OBJECTIF:
Reprenez l'extrait sur la décision de la Cour constitutionnelle depuis «Quelle politesse voudrait» jusqu'à «méconnu la Constitution.» inclus, en remplaçant «acrobaties lexicales» par «contorsions verbales».

EXTRAIT DU TEXTE:
■ ■ ■ ■ ■

Quelle politesse voudrait qu’on ne dise pas que le Président a violé la Constitution, alors qu’il l’a violée ? A dire vrai, la dernière décision de la Cour Constitutionnelle a bien quelque chose de surprenante. De loin, on pourrait dire que cette décision est en défaveur de Yayi, mais à voir de près, la Cour a en réalité disculpé Yayi en n’ayant pas l’audace de dire qu’il a violé la Constitution. Dans ses acrobaties lexicales, la Cour a trouvé un autre mot pour qualifier la faute commise par le Président Yayi.  Il a, dit-elle, méconnu la Constitution.

Faisant recours à la même source, on put lire que «méconnaître» a plusieurs sens. Il signifie successivement «ne pas bien connaître», «refuser d’admettre», «mal évaluer la portée de…».  Selon donc ces sens, on peut dire que, soit le Chef de l’Etat ne connaît pas bien la Constitution. Peut-il en être ainsi lorsqu’on sait que le Chef de l’Etat est le garant de la Loi fondamentale. En effet, selon l’article 53, il prête un serment dans lequel il jure «de respecter  et de défendre la Constitution que le peuple s’est librement donnée». Comment pouvait-il, lui le défenseur de cette Constitution, ne pas en prendre connaissance ? Mieux, il est de notoriété publique que nul n’est sensé ignorer la loi. A-t-il refusé d’admettre que la Constitution existe encore ?

■ ■ ■ ■ ■

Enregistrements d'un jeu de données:
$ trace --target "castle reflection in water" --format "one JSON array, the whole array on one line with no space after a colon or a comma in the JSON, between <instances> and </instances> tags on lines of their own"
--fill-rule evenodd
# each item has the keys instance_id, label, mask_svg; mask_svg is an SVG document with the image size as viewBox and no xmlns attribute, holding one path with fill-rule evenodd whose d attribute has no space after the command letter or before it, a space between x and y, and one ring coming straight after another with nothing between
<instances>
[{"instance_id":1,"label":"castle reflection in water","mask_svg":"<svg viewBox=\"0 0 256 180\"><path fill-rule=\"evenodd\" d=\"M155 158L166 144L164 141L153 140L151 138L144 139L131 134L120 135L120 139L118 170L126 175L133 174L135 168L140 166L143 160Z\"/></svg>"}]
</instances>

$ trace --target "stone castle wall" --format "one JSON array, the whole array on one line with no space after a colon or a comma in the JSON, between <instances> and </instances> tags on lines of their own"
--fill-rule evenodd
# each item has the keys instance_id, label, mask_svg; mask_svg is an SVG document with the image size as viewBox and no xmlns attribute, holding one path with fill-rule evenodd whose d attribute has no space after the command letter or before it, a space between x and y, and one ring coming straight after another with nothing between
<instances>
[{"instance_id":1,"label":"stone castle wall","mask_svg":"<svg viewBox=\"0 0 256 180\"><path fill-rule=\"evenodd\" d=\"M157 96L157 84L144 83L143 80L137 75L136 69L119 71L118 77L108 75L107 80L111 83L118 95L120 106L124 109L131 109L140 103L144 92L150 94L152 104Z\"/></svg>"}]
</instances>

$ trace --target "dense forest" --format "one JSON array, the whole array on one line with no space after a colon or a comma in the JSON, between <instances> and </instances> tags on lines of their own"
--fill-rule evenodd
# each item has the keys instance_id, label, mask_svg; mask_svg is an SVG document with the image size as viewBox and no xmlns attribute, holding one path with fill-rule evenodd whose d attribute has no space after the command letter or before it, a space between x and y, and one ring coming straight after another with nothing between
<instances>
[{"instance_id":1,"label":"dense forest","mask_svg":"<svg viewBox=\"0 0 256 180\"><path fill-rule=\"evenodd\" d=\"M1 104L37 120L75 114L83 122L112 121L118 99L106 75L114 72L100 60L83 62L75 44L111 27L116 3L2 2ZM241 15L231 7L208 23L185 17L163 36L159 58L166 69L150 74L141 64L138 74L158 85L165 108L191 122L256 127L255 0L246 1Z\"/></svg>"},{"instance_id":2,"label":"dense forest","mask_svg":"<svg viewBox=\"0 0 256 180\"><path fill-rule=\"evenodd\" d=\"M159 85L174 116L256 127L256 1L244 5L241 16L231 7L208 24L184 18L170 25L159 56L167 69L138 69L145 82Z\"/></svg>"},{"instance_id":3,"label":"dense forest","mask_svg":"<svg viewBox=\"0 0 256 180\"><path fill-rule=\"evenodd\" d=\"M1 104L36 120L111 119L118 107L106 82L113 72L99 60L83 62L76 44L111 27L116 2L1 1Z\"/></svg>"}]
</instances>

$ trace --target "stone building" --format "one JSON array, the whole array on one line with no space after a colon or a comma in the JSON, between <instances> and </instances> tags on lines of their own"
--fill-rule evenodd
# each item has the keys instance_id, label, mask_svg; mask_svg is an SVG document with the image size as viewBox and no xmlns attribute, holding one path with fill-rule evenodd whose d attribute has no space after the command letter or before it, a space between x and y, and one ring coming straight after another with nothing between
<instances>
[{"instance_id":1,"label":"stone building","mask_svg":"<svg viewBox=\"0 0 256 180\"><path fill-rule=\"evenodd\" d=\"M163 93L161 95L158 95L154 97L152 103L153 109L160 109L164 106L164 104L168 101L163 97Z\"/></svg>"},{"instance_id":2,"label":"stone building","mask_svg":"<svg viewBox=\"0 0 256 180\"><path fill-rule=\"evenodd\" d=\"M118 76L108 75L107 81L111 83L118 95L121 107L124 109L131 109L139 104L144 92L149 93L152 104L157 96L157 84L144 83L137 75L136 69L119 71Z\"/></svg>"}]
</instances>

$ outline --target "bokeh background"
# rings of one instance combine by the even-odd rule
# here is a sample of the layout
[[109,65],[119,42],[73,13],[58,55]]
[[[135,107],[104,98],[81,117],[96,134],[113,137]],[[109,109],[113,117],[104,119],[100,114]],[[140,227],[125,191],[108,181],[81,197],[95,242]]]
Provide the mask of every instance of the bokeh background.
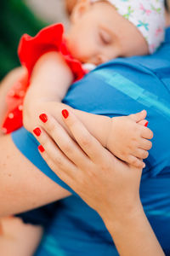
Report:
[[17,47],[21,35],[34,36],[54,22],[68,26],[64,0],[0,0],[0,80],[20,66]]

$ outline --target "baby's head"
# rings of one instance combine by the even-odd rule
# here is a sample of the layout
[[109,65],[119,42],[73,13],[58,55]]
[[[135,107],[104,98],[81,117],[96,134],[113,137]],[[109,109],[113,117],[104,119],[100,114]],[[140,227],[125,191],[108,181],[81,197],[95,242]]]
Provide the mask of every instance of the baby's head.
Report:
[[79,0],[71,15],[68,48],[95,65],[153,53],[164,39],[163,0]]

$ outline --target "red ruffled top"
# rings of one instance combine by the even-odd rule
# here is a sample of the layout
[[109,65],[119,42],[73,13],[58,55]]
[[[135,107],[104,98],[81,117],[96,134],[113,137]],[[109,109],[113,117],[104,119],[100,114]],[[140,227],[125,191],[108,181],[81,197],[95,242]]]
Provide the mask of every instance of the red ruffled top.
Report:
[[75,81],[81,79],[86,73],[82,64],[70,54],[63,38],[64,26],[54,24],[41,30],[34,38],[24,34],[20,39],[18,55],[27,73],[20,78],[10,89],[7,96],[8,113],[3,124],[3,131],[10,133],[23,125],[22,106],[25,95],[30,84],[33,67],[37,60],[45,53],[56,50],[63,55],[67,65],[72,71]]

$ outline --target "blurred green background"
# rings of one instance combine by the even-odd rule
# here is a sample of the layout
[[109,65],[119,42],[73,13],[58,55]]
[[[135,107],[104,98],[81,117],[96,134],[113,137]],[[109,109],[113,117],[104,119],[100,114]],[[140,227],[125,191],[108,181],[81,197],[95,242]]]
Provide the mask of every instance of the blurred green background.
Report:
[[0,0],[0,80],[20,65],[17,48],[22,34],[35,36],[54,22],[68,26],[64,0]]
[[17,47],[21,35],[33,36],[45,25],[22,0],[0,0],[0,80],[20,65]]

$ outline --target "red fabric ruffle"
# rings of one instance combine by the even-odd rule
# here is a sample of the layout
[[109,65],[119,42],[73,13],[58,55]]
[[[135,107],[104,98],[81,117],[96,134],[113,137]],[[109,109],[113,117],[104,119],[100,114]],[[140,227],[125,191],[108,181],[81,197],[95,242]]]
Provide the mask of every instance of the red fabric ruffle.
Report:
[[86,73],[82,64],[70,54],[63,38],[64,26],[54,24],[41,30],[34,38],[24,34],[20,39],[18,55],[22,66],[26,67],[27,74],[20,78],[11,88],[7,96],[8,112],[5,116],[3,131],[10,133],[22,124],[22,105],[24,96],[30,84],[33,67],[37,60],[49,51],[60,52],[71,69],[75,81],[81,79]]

■ ■ ■ ■ ■

RÉPONSE RÉDIGÉE:
Quelle politesse voudrait qu’on ne dise pas que le Président a violé la Constitution, alors qu’il l’a violée ? A dire vrai, la dernière décision de la Cour Constitutionnelle a bien quelque chose de surprenante. De loin, on pourrait dire que cette décision est en défaveur de Yayi, mais à voir de près, la Cour a en réalité disculpé Yayi en n’ayant pas l’audace de dire qu’il a violé la Constitution. Dans ses contorsions verbales, la Cour a trouvé un autre mot pour qualifier la faute commise par le Président Yayi.  Il a, dit-elle, méconnu la Constitution.